Spartan Motors 10-K 2007
Documents found in this filing:
STOCK APPRECIATION RIGHTS AGREEMENT
This Stock Appreciation Rights Agreement ("Agreement") is made as of the Grant Date set forth above (the "Grant Date") between SPARTAN MOTORS, INC., a Michigan corporation ("Spartan"), and the grantee named above ("Grantee").
The Spartan Motors, Inc. Stock Incentive Plan of 2005 (the "Plan") is administered by the Compensation Committee of Spartan's Board of Directors (the "Committee"). The Committee has determined that Grantee is eligible to participate in the Plan. The Committee has granted stock appreciation rights to Grantee, subject to the terms and conditions contained in this Agreement and in the Plan. This Agreement is intended to comply with the provisions governing stock appreciation rights under Internal Revenue Service Notice 2005-1 in order to exempt the stock appreciation rights from application of Section 409A of the Internal Revenue Code ("Section 409A").
Grantee acknowledges receipt of a copy of the Plan and accepts the stock appreciation rights subject to all of the terms, conditions and provisions of this Agreement and the Plan.

● Entries shown
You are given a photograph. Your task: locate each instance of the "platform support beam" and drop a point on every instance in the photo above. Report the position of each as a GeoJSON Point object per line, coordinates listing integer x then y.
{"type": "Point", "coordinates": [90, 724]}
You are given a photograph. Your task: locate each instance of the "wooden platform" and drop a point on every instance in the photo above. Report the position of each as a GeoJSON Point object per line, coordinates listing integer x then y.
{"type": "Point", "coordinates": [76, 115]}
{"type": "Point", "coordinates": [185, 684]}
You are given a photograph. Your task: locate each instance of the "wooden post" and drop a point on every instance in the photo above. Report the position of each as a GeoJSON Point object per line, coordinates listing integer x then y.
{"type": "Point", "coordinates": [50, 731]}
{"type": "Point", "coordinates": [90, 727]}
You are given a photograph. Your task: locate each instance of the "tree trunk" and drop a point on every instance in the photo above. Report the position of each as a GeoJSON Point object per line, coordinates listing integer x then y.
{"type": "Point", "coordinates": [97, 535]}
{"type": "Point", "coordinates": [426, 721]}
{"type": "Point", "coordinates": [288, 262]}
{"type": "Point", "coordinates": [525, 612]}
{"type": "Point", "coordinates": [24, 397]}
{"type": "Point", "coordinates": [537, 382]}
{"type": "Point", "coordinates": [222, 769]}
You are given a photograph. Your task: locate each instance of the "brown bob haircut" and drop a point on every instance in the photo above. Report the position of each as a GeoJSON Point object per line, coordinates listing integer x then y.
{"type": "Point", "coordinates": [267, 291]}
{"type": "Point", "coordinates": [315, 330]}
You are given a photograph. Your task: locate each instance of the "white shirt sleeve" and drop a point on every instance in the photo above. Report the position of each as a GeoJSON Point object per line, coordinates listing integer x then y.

● Written exercise
Rewrite the Spartan Motors agreement starting at "The Spartan Motors, Inc." and ending at "and the Plan.", renaming "Grantee" to "Recipient" throughout that stretch. The entries have nothing to do with the Spartan Motors agreement.

● Problem solution
The Spartan Motors, Inc. Stock Incentive Plan of 2005 (the "Plan") is administered by the Compensation Committee of Spartan's Board of Directors (the "Committee"). The Committee has determined that Recipient is eligible to participate in the Plan. The Committee has granted stock appreciation rights to Recipient, subject to the terms and conditions contained in this Agreement and in the Plan. This Agreement is intended to comply with the provisions governing stock appreciation rights under Internal Revenue Service Notice 2005-1 in order to exempt the stock appreciation rights from application of Section 409A of the Internal Revenue Code ("Section 409A").
Recipient acknowledges receipt of a copy of the Plan and accepts the stock appreciation rights subject to all of the terms, conditions and provisions of this Agreement and the Plan.